** 課題 **
本文のうち、「聞いていないと思ってた父が」という語句を含む箇所で始まり「ニコチンの依存よりも、私のめんどくさがりは強いというわけです。」で終わる部分を、一字一句変えずに書き写してください。

** 本文 **
* * * * * * * * *

有りそうでなかなか無い名前ランキングが存在するならば、堂々ランクインできるんじゃ無いかな〜、と思います。
だってアユミさんもアユムさんも世の中には沢山いらっしゃいますから。

何をするにものんびりしていて、マイペースな私をみて、母が言いました。

「アユマって名前の響きがもうキリッとして
 ないもんなぁ、だからのんびり屋さんなん
 だわ。
 せめて、真を馬にすれば、もう少し行動が
 早くなったかもしれないのにな〜。」

「ぜってぇ関係ねぇって笑笑」そう返すと、

「いーーや、関係あるね」と、言う母。

聞いていないと思ってた父が
「歩く馬じゃあ、そりゃポニーだから
 速くねえぞ。」

私も母も大笑いして
「じゃあ、馬だとしてもトロいまんまだわ」

なーんて会話をしたことがあるくらい、
私、行動が遅いのです。
めんどくさがりというか、後回しにしやすいといか、、、。
タバコだって、わざわざ外に出るのがめんどくさいとか、そんな理由で吸わない時だってあるくらいです。
ニコチンの依存よりも、私のめんどくさがりは強いというわけです。

そんな私。
ただいま海外におります。

* * * * * * * * *

** 行の抜粋 **
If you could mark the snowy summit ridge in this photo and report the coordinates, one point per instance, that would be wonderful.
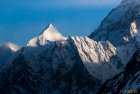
(49, 34)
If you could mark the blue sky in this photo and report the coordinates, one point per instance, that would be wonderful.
(21, 20)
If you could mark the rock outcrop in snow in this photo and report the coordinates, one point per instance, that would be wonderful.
(100, 58)
(127, 82)
(49, 35)
(54, 68)
(121, 25)
(6, 51)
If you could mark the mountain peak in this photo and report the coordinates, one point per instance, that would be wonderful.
(49, 34)
(10, 45)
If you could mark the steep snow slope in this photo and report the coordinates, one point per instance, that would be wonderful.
(6, 51)
(48, 35)
(122, 24)
(127, 82)
(54, 68)
(100, 58)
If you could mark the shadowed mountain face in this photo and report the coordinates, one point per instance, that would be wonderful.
(127, 81)
(6, 51)
(54, 68)
(53, 64)
(121, 25)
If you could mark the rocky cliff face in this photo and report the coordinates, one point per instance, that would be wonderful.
(122, 24)
(127, 81)
(63, 65)
(6, 51)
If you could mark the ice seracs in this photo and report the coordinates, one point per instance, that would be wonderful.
(49, 35)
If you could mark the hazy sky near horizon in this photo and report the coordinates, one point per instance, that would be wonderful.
(21, 20)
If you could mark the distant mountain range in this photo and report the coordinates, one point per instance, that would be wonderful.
(53, 64)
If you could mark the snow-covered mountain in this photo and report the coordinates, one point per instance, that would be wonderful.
(48, 35)
(6, 51)
(101, 59)
(53, 64)
(54, 68)
(122, 24)
(127, 82)
(63, 65)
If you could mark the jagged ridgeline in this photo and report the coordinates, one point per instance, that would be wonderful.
(53, 64)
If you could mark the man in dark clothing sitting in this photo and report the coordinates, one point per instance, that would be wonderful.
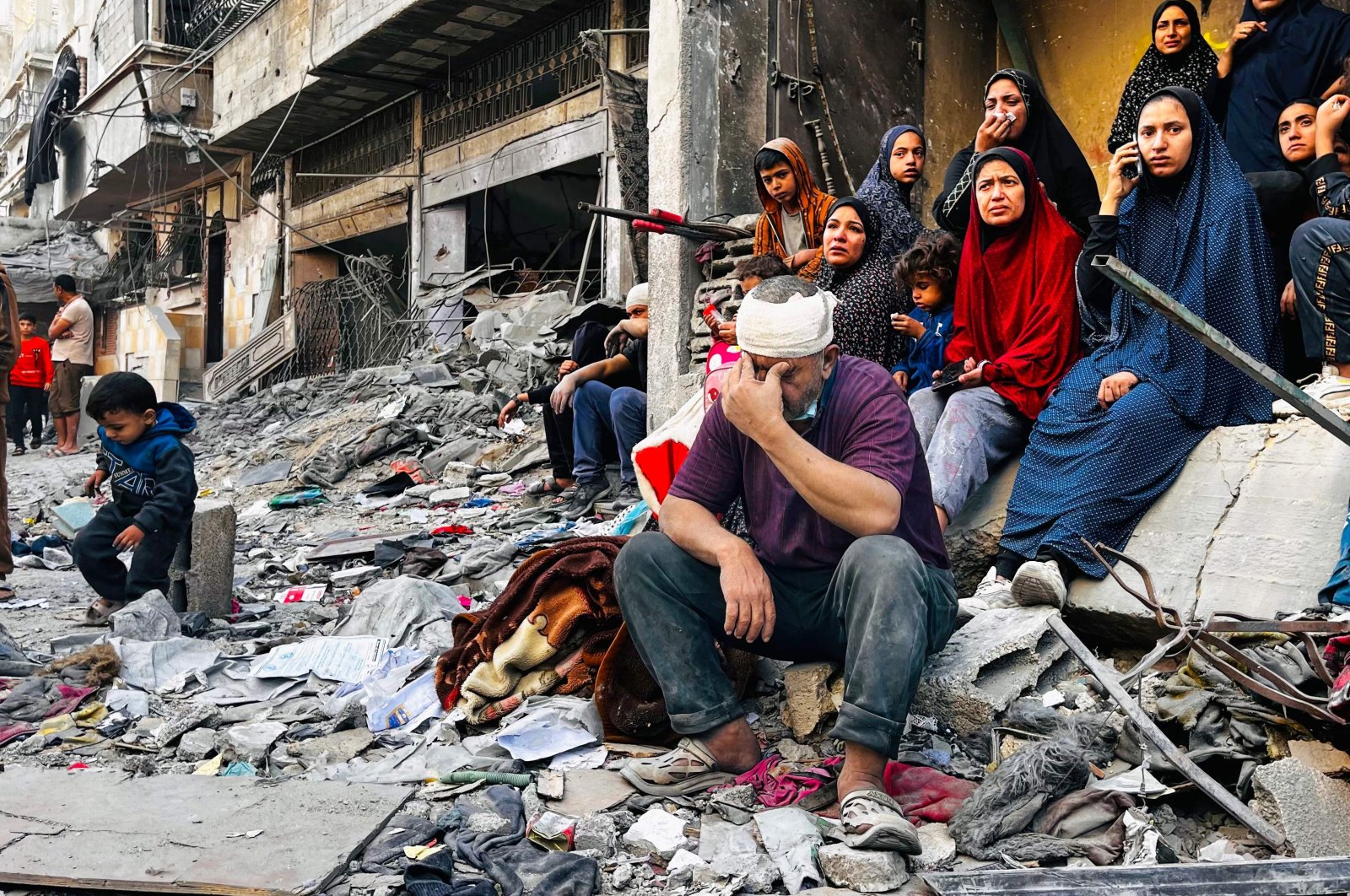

* * * * * * * * *

** 解答 **
聞いていないと思ってた父が
「歩く馬じゃあ、そりゃポニーだから
 速くねえぞ。」

私も母も大笑いして
「じゃあ、馬だとしてもトロいまんまだわ」

なーんて会話をしたことがあるくらい、
私、行動が遅いのです。
めんどくさがりというか、後回しにしやすいといか、、、。
タバコだって、わざわざ外に出るのがめんどくさいとか、そんな理由で吸わない時だってあるくらいです。
ニコチンの依存よりも、私のめんどくさがりは強いというわけです。